- Goal
Extract every one of the following lines and reproduce each one verbatim, in its original order.

- Records shown
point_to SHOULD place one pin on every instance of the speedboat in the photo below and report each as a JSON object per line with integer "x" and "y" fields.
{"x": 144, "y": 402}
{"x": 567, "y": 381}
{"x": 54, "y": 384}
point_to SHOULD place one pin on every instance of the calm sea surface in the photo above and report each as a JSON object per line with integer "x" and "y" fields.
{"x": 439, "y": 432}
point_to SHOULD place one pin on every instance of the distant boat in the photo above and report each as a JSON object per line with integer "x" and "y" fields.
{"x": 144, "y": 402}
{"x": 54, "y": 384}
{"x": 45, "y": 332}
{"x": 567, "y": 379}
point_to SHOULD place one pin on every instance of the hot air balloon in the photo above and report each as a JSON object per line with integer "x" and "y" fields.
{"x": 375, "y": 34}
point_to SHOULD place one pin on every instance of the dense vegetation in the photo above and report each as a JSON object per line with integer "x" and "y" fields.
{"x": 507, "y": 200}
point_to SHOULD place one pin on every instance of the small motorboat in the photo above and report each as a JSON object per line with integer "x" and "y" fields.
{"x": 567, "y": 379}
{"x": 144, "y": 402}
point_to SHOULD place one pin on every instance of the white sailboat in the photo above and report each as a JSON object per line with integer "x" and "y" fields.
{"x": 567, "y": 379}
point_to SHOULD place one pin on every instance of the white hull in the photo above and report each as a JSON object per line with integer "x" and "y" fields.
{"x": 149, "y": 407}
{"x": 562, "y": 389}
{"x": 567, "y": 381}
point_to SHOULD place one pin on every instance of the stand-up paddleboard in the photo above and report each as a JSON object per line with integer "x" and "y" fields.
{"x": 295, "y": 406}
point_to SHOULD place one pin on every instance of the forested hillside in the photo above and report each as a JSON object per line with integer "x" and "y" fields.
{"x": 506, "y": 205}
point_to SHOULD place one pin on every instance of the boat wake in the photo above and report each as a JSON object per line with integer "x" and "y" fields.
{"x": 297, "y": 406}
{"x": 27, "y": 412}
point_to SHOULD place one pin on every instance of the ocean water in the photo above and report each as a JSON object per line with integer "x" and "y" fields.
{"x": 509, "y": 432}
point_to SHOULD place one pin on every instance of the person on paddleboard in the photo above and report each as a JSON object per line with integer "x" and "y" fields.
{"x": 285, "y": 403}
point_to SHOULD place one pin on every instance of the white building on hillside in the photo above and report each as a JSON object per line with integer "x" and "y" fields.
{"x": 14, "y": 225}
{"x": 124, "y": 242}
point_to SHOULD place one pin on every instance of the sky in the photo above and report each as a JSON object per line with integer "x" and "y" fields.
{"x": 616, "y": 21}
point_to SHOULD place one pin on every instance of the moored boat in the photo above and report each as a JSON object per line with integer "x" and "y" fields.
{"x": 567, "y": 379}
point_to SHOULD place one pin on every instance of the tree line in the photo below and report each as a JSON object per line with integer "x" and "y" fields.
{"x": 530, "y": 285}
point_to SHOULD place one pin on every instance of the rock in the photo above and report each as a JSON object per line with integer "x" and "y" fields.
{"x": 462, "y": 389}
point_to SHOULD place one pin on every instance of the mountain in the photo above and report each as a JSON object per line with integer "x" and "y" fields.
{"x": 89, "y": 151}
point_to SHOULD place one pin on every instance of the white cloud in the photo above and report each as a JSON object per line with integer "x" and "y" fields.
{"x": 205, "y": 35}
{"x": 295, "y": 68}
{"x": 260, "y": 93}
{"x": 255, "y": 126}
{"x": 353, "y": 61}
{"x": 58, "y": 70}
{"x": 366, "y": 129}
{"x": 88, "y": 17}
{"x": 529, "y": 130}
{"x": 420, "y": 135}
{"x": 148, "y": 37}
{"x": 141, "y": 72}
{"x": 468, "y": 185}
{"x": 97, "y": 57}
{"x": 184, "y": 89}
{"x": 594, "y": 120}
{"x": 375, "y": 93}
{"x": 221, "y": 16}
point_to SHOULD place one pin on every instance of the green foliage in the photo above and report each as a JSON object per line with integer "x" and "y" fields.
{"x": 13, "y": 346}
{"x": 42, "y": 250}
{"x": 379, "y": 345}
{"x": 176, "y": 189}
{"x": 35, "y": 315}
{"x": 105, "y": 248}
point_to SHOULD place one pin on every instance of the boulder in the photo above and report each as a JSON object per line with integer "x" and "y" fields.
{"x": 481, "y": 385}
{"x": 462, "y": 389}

- Complete output
point_to SHOULD place one pin on every instance of the speedboat in the photo below and report each as a JSON object per line with integer "x" and "y" fields.
{"x": 144, "y": 402}
{"x": 567, "y": 381}
{"x": 54, "y": 384}
point_to SHOULD place one pin on every instance of the calm sea surface in the photo above and report each as a JSON object per line with integer "x" and "y" fields.
{"x": 439, "y": 432}
point_to SHOULD place one pin on every instance of the distant boat in the photo above and report each as a JSON object per line with integer "x" and "y" fields.
{"x": 144, "y": 402}
{"x": 54, "y": 384}
{"x": 45, "y": 332}
{"x": 567, "y": 379}
point_to SHOULD place one pin on every instance of the hot air balloon in the photo above and report each as a JSON object per line with integer "x" and "y" fields.
{"x": 375, "y": 34}
point_to SHOULD place one pin on every instance of the dense vegetation in the photo above and report each as a JSON object per line with integer "x" and "y" fields.
{"x": 507, "y": 200}
point_to SHOULD place one pin on every instance of the small motorboat in the photo above and report each as a JSON object per line with integer "x" and "y" fields.
{"x": 567, "y": 379}
{"x": 144, "y": 402}
point_to SHOULD place one pin on every instance of the white sailboat in the photo above and report each as a JSON object per line with integer "x" and "y" fields.
{"x": 567, "y": 379}
point_to SHOULD place one pin on every instance of the white hull in the photo above and report each as a JSON object per line with integer "x" and "y" fields.
{"x": 149, "y": 407}
{"x": 562, "y": 389}
{"x": 567, "y": 381}
point_to SHOULD place one pin on every instance of the stand-up paddleboard in the photo above and report each as a JSON object per line with integer "x" and "y" fields.
{"x": 295, "y": 406}
point_to SHOULD place one pin on every instance of the forested hillside in the photo above and report each as a JSON object per line with integer "x" and "y" fields.
{"x": 506, "y": 205}
point_to SHOULD place one pin on every instance of the boat wake in the photo above and report each as a JSON object per line with integer "x" and "y" fields.
{"x": 297, "y": 406}
{"x": 27, "y": 412}
point_to SHOULD place one pin on every instance of the ocean water in the photo above and report each as a JSON object per line with integer "x" and "y" fields.
{"x": 509, "y": 432}
point_to SHOULD place one pin on every instance of the person on paddleboard in the photo above and report each as a JSON object per line with integer "x" and "y" fields.
{"x": 285, "y": 403}
point_to SHOULD place one pin on every instance of the white building on hillside in the photo above and report each as a JSON object per line with integer "x" and "y" fields.
{"x": 14, "y": 225}
{"x": 124, "y": 242}
point_to SHOULD place one pin on every instance of the sky in the photo above and report each as a JSON object per line with integer "x" and "y" fields.
{"x": 616, "y": 21}
point_to SHOULD place one pin on every instance of the moored boat in the photo above and report each as a JSON object per line with integer "x" and "y" fields.
{"x": 567, "y": 379}
point_to SHOULD place one pin on every instance of the tree line in the photo below and report each as a JSON object per line with integer "x" and "y" fields.
{"x": 530, "y": 285}
point_to SHOULD place one pin on every instance of the rock in the photo above and report each as a JSON object per line with integer "x" and "y" fields.
{"x": 462, "y": 389}
point_to SHOULD place one pin on every instance of the mountain in the photo above and report each as a JSON object per line with integer "x" and "y" fields.
{"x": 89, "y": 151}
point_to SHOULD place one pin on every instance of the white cloud in the photo above and report each as a JSON object per line with integer "x" and "y" fields.
{"x": 205, "y": 35}
{"x": 295, "y": 68}
{"x": 260, "y": 93}
{"x": 255, "y": 126}
{"x": 353, "y": 61}
{"x": 58, "y": 70}
{"x": 366, "y": 129}
{"x": 88, "y": 17}
{"x": 529, "y": 130}
{"x": 420, "y": 135}
{"x": 148, "y": 37}
{"x": 141, "y": 72}
{"x": 468, "y": 185}
{"x": 97, "y": 57}
{"x": 184, "y": 89}
{"x": 594, "y": 120}
{"x": 375, "y": 93}
{"x": 221, "y": 16}
point_to SHOULD place one pin on every instance of the green foliage in the photo above and report each as a JSON object per line with integer "x" and "y" fields.
{"x": 13, "y": 346}
{"x": 42, "y": 250}
{"x": 379, "y": 345}
{"x": 176, "y": 189}
{"x": 35, "y": 315}
{"x": 105, "y": 248}
point_to SHOULD place one pin on every instance of the boulder in the photo above and report each as a JSON object per line with integer "x" and "y" fields.
{"x": 481, "y": 385}
{"x": 462, "y": 389}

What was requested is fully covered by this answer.